**文本片段**.
日文“斷舍離”指的是一種極簡的生活方式,可以將你從對物質的沉迷中解放出來。

It has inspired many women all over the world to get rid of unnecessary things, such as books, clothes and furniture.

它已經使得全世界許多女性擺脫了不必要的東西,例如(不必要的)書籍、衣物和傢俱。

Surprisingly or unsurprisingly, depending on how you see it, what many women want to get rid of the most in 2016 is, well, their husbands.

出人意料而又在情理之中的是,這取決於你如何看待,2016年許多女性最想要丟掉的是,嗯,她們的丈夫。

According to a survey conducted by Croissant, a Japanese magazine popular with middle-aged and elderly women, many readers said they would divorce their husbands if they could, while 80 percent of the interviewees said they were happier after ditching their husbands.

據《Croissant》雜誌(這是一本非常受中老年女性歡迎的日本雜誌)進行的一份調查顯示,許多讀者表示,如果可以的話,她們就會和自己的丈夫離婚,而80%的受訪者則表示,丟掉丈夫之後她們的生活更快樂了。

50歲離婚會成爲新的潮流嗎?

Japan is not the only country that has entered the age of "silver divorces." The divorce rate among people over 55 is increasing in Britain, France, Canada and the US, according to an article published by the Japanese Institute of Global Communications.

日本並不是唯一一個進入“銀髮離婚”時代的國家。據日本全球通信研究所發表的一篇文章指出,英、法、加、美等國家55歲以上人羣的離婚率正在升高。

So, why do women aged over 55 want to ditch their husbands? Let's start with the concept of Danshari.

那麼,爲什麼55歲以上的女性想要拋棄她們的丈夫呢?讓我們先從“斷舍離”的概念開始。

The concept can be boiled down to one simple question, "Do I really need this in my life?"

這一概念可以歸結爲一個簡單的問題--我的人生真的需要這個東西嗎?

The last time I asked myself this question, I threw away at least 10 books and several bags of clothing that I no longer wanted to wear.

上一次我問自己這個問題的時候,我丟掉了至少10本書和幾大包我再也不想穿的衣服。

It helped me focus on what I have and freed me from having to find places for unwanted things. I felt free and relieved.

這讓我更加專注於我已有的東西,並且把我從不得不找地方放這些不想要的東西這一種煩惱中解放了出來。我感覺很輕鬆寬慰。

The same concept can also apply to people. Dan, the first kanji character in Danshari, means refusal.

這一概念也可以應用到人身上。“斷舍離”第一個漢字“斷”表示“拒絕、不要”。

In Asia, husbands expect their wives to take care of their family like they are housekeepers and nannies rolled into one. Even though both of them may work, the wife is expected to do most of the housework and childrearing.

在亞洲,丈夫們希望他們的妻子像管家和保姆的集合體一樣照顧家庭。即使夫妻兩人都有工作,男人們也希望大多數家務和照顧孩子的工作交給妻子來做。

**指示**. 把上面這段關於「斷舍離」的文字中的句子「50歲離婚會成爲新的潮流嗎?」譯成英文。

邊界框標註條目
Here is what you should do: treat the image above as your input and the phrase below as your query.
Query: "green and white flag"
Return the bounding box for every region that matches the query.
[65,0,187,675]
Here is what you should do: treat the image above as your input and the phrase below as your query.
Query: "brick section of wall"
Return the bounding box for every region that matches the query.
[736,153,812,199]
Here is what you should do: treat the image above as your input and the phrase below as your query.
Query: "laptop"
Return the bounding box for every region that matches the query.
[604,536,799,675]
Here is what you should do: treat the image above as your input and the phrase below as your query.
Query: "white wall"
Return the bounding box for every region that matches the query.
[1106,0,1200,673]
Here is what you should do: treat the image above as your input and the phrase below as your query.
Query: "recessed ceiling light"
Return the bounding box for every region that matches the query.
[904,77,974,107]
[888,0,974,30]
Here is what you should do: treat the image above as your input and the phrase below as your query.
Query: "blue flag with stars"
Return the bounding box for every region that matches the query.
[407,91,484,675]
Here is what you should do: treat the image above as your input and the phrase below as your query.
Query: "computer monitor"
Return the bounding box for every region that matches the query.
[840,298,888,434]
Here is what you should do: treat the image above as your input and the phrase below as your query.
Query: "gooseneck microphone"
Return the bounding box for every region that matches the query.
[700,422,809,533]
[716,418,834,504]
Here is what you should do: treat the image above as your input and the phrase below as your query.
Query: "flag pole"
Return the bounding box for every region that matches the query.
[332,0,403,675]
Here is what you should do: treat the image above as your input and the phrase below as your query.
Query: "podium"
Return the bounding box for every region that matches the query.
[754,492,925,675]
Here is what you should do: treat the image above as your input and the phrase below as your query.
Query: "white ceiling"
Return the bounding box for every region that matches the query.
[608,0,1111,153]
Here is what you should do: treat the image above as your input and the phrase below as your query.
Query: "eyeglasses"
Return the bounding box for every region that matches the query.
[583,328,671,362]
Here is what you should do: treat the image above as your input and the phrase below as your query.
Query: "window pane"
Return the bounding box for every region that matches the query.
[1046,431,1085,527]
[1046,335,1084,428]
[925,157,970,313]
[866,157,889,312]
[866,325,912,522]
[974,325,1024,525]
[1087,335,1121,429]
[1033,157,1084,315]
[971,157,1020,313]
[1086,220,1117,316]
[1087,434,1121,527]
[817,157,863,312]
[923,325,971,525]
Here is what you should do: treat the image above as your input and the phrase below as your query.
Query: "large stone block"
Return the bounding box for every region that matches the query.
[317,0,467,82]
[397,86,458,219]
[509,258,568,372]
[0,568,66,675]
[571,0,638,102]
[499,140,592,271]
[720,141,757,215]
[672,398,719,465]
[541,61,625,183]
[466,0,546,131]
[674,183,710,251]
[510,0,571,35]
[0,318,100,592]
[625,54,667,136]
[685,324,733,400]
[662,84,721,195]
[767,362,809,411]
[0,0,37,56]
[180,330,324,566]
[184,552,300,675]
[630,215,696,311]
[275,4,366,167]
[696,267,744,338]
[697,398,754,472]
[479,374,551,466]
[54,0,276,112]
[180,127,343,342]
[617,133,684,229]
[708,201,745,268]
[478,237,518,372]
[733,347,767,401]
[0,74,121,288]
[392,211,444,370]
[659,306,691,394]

**完整回答**. Will divorce at 50 become the new trend?